== Segment start ==
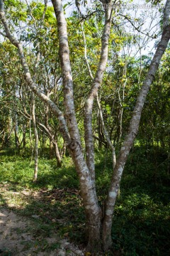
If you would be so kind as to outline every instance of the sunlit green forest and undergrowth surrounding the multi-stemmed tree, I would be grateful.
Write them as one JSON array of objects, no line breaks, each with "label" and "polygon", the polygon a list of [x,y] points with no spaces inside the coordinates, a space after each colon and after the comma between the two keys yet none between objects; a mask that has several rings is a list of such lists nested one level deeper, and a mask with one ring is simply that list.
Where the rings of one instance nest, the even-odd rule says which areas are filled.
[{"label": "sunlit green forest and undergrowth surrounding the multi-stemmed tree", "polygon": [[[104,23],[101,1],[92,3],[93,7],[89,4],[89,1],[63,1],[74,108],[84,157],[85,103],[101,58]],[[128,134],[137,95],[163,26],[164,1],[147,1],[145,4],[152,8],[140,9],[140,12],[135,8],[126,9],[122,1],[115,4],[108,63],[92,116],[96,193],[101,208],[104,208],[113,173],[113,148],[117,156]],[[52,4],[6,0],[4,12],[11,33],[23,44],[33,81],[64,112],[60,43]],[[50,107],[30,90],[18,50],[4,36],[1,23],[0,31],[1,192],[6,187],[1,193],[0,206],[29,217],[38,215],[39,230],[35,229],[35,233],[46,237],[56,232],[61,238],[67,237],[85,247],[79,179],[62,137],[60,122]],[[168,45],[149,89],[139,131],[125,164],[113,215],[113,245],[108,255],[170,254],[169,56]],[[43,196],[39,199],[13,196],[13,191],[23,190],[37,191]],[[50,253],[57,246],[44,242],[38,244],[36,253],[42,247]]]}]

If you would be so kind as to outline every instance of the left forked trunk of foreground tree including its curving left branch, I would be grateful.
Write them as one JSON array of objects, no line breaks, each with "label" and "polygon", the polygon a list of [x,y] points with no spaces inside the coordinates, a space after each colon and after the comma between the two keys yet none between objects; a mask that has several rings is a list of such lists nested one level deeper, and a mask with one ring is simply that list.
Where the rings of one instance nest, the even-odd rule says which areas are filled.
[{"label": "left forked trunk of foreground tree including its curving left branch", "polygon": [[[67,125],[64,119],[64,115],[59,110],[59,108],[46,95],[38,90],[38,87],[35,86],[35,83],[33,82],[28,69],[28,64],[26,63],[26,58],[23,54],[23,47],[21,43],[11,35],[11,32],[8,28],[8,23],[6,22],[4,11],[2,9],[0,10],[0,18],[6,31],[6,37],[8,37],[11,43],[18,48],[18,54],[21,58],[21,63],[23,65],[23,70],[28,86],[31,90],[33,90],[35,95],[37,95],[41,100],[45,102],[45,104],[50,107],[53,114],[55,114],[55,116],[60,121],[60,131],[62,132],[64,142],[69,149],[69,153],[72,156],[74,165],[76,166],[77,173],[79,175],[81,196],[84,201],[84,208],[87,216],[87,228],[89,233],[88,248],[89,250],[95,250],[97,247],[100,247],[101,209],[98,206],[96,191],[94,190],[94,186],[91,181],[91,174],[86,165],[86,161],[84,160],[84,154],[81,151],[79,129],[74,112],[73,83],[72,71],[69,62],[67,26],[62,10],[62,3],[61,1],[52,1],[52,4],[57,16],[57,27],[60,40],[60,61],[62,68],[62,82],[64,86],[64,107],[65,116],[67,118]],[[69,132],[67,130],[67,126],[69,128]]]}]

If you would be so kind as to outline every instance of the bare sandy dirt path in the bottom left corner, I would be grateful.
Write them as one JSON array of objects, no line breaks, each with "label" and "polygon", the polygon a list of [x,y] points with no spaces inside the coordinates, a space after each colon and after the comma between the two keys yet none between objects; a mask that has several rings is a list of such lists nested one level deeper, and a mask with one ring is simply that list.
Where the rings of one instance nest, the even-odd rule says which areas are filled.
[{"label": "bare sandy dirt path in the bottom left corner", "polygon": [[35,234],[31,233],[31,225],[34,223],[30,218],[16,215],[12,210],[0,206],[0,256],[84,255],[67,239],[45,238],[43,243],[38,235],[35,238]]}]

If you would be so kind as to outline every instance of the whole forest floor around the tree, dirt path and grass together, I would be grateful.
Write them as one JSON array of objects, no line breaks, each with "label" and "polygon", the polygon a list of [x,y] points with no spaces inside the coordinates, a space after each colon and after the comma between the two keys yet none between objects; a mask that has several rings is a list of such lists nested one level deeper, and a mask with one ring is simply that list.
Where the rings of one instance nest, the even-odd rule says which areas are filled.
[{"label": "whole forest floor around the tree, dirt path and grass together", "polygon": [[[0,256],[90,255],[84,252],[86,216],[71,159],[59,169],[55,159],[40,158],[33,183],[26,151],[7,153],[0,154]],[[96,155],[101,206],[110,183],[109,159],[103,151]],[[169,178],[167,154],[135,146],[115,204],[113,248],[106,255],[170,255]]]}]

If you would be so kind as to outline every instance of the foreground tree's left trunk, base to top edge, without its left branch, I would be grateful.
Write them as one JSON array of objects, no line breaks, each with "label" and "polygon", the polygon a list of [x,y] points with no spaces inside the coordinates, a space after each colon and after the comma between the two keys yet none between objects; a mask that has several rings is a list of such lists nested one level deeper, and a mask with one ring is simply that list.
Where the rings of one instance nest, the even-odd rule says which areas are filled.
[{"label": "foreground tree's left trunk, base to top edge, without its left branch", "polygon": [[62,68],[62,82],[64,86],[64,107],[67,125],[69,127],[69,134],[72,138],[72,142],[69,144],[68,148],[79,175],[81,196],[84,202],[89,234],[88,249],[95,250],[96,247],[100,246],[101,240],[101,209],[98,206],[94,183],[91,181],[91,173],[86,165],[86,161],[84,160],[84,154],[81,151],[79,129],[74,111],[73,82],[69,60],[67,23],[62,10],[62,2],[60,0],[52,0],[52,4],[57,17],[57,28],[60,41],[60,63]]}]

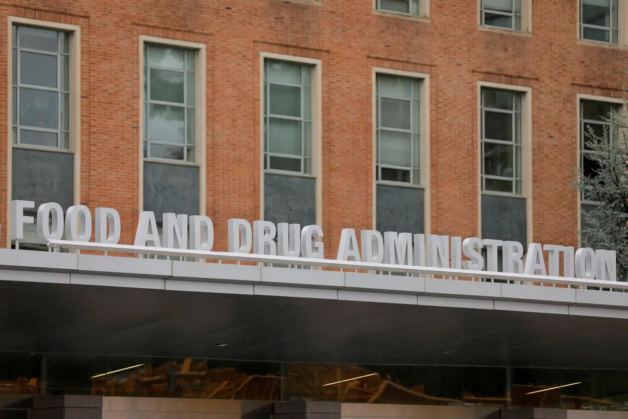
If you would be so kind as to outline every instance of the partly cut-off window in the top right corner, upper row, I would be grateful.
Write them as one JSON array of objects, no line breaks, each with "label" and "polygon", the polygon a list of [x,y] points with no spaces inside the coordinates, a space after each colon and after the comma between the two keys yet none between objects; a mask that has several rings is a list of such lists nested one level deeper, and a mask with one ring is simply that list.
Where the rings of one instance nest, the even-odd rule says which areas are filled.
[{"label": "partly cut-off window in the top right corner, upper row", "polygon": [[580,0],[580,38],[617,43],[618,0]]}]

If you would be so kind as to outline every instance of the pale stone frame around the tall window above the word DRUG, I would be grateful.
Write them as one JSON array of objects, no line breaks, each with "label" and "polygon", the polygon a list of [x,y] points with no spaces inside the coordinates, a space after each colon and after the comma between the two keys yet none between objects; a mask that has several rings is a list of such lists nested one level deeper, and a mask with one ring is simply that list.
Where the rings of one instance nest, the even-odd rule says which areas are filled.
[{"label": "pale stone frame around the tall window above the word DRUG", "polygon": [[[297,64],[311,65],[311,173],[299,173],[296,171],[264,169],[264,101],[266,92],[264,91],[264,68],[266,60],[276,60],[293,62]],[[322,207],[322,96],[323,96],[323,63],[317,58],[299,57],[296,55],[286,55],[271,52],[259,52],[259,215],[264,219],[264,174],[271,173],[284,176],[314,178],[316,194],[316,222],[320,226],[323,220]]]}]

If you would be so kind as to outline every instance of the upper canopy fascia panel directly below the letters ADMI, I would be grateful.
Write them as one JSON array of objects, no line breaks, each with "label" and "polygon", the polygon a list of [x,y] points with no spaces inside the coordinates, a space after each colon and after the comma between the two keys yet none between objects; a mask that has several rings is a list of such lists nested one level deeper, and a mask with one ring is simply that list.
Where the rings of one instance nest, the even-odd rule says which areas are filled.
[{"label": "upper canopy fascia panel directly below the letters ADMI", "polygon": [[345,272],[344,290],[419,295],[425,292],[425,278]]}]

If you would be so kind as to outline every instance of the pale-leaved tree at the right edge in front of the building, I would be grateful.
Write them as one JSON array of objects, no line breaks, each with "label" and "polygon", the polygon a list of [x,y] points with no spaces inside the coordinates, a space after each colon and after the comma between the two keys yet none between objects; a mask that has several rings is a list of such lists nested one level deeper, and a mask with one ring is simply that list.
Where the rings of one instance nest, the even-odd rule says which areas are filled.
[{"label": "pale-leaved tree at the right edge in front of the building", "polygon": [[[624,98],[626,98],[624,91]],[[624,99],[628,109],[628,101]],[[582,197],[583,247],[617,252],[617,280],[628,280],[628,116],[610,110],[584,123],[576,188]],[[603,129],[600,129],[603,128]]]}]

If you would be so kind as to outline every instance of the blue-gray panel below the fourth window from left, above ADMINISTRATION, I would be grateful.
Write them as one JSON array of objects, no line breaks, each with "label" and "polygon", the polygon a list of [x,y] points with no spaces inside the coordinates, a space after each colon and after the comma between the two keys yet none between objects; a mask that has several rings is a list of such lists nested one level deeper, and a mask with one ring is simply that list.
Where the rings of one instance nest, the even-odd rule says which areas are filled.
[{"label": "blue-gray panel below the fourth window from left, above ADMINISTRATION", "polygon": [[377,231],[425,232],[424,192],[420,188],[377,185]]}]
== Segment end ==
TASK DESCRIPTION
Each line of the records that contains the string "outline" must be copied.

SOLUTION TO THE EXERCISE
If you would be so kind as to outline every instance of the sunlit green forest and undergrowth surrounding the multi-stemmed tree, I would be grateful.
If you would be so kind as to outline every instance of the left forked trunk of foreground tree including its curving left branch, I would be grateful.
If you would be so kind as to outline every instance of the bare sandy dirt path in the bottom left corner, I would be grateful.
If you would be so kind as to outline every instance of the whole forest floor around the tree, dirt path and grass together, I would be grateful.
If you would be so kind as to outline every instance of the foreground tree's left trunk, base to top edge, without its left branch, I would be grateful.
If you would be so kind as to outline every instance of the partly cut-off window in the top right corner, upper row, I would be grateful.
If you would be so kind as to outline every instance of the pale stone frame around the tall window above the word DRUG, I would be grateful.
If you would be so kind as to outline every instance of the upper canopy fascia panel directly below the letters ADMI, I would be grateful.
If you would be so kind as to outline every instance of the pale-leaved tree at the right edge in front of the building, I would be grateful.
If you would be so kind as to outline every instance of the blue-gray panel below the fourth window from left, above ADMINISTRATION, I would be grateful.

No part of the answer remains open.